Testo fornito:
Il lusso è un concetto che evoca immagini di esclusività, raffinatezza e una vita al di sopra delle normali necessità quotidiane. Tuttavia, il suo significato è evoluto nel tempo, adattandosi ai cambiamenti sociali, economici e culturali.
In passato, il lusso era spesso associato a beni materiali costosi e a stili di vita opulenti, riservati a una ristretta élite. Oggi, però, il lusso non è solo una questione di prezzo o rarità, ma anche di esperienze uniche, qualità senza compromessi e ricerca del piacere estetico. In un mondo sempre più globalizzato e interconnesso, il lusso si sta trasformando, abbracciando valori come la sostenibilità, l’autenticità e l’artigianalità. Così, il lusso diventa non solo un segno di status, ma anche una ricerca di bellezza e significato profondo, capace di riflettere l’individualità e i cambiamenti della società moderna.
Ne abbiamo parlato con personaggi di rilievo del mondo del giornalismo, dell’hotellerie, del vino e della ristorazione.
L’osservatore: ALBERTO SCHIEPPATI, scrittore, giornalista, direttore di note testate dei settori enogastronomici, hotellerie, occhio critico e obiettivo sul mondo luxury in genere.

-Cosa si intende per lusso?
Il termine lusso racchiude in sè un concetto che mi sentirei di definire nel modo seguente: è lusso tutto ciò che riguarda la sfera emozionale e comportamentale degli individui, ai massimi livelli di percezione di benessere e di qualità dell’esperienza. Potersi permettere un “lusso”, equivale a vivere un’esperienza che va oltre le proprie aspettative, in linea con il proprio bisogno di benessere e le proprie esigenze di assoluto comfort. Perciò rifiuto di assegnare al termine “lusso” un’accezione subordinata esclusivamente a variabili economiche o reddituali. Ognuno ha il proprio concetto di lusso…
–Come si potrebbe parlare lusso in questo delicato momento economico?
Per taluni può essere lusso soggiornare nel più esclusivo Resort delle Maldive, per altri è un “lusso” lavorare vicino a casa, ottimizzando i tempi degli spostamenti casa- lavoro, oppure è un lusso frequentare una palestra alla moda. Poi, c’è il lusso “da esibire” per importantizzarsi nella scala socio-relazionale. E c’è il lusso personale, che non ha necessità di essere trasmesso o raccontato ad altri e fa volentieri a meno della visibilità e delle conferme. I
veri ricchi, infatti.
-Quali ingredienti nella ristorazione si possono definire “ luxury food”?
Nel mondo del food, c’è una grande confusione. Non necessariamente certi prodotti sono Luxury solo perché costosi… Tutto dipende da reddito e cultura del cibo, ovvero possibilità economiche e desiderio. Valori individuali, che esulano da considerazioni mediatiche da mediocri protagonisti del main stream. Ad alcuni piace il miglior cotechino. Ad altri il migliore caviale. Ad altri in grande culatello. Come dicevo il lusso è un concetto non assoluto, come la bellezza.

Consegna:
Rispondi alle domande sul testo sul lusso.
(a) Quali valori sta abbracciando il lusso in un mondo globalizzato e interconnesso?
(b) Con personaggi di rilievo di quali mondi se n'è parlato?
(c) A che cosa paragona Alberto Schieppati il lusso quando lo definisce "un concetto non assoluto"?
I record sono materiale a sé, distinto dal testo sul lusso.

Record forniti:
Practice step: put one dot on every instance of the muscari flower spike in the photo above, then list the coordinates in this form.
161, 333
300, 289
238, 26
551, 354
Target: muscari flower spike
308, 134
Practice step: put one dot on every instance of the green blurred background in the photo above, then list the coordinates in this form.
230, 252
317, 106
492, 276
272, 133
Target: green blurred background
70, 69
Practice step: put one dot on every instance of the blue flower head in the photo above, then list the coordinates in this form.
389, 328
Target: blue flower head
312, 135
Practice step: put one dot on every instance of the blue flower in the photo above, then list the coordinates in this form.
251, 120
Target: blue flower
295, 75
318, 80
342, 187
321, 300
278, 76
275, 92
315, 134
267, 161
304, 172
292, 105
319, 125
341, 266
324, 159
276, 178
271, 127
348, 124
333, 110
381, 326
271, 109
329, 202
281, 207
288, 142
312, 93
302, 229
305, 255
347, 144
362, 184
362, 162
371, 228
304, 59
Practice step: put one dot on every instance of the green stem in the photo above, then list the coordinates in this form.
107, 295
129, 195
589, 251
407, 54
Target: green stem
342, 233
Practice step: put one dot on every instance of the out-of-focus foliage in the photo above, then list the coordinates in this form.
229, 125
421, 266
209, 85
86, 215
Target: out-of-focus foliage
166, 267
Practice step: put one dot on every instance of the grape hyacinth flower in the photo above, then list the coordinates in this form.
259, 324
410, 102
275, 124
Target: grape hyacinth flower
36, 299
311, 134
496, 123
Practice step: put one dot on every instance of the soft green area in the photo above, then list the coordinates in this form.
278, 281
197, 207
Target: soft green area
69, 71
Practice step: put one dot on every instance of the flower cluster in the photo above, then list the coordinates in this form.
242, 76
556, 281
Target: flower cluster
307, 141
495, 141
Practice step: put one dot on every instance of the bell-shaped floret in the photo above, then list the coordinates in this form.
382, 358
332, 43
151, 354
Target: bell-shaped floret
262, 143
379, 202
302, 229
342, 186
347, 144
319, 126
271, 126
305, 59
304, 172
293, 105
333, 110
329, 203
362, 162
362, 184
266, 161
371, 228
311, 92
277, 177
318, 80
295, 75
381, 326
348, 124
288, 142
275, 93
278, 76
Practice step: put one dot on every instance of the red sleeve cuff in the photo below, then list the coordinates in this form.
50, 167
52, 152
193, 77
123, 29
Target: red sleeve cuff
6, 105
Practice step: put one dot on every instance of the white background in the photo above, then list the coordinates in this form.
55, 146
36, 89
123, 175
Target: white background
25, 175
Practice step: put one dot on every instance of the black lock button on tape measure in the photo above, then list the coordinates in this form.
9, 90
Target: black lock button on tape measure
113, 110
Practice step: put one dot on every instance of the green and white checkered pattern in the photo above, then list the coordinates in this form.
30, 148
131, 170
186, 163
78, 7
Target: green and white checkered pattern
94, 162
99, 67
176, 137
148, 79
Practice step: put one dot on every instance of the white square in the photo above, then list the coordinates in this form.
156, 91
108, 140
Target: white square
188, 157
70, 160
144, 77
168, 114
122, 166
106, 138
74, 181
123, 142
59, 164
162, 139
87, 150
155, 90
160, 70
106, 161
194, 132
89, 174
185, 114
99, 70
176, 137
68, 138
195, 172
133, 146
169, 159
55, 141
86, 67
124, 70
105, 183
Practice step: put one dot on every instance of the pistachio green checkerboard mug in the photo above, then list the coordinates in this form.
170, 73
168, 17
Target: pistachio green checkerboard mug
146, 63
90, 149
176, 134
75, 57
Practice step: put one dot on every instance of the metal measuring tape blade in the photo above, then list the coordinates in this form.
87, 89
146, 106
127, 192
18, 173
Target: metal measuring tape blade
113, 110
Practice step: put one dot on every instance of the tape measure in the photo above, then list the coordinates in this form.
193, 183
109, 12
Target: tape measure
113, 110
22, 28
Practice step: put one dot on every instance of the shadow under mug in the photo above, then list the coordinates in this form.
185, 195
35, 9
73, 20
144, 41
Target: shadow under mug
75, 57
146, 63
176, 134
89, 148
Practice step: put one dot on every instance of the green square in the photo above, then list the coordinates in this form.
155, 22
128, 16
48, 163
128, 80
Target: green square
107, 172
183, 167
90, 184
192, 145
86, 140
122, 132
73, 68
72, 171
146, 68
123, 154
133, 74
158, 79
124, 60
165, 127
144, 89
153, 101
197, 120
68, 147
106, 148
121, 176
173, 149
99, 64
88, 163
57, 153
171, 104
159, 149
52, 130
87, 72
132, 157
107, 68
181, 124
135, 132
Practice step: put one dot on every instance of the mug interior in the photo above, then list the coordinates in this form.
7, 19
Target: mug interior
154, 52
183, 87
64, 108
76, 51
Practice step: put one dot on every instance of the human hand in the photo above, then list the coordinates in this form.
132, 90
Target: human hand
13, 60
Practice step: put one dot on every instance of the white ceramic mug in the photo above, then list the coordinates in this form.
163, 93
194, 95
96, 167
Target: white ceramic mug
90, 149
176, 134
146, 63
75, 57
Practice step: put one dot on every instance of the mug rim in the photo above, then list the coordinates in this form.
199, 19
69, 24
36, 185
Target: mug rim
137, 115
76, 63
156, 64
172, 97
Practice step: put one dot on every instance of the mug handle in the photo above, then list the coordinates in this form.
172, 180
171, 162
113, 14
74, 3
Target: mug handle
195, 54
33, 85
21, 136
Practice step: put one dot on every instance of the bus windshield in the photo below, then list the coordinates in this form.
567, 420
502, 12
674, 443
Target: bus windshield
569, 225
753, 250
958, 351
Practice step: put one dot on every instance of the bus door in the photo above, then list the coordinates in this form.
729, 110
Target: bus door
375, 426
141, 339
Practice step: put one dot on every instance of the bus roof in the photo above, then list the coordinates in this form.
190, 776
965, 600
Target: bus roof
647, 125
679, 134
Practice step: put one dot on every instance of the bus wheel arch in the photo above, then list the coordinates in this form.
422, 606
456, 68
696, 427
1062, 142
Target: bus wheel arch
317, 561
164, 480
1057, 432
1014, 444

Soluzione dell'esercizio:
(a) La sostenibilità, l'autenticità e l'artigianalità.
(b) Del giornalismo, dell'hotellerie, del vino e della ristorazione.
(c) Alla bellezza.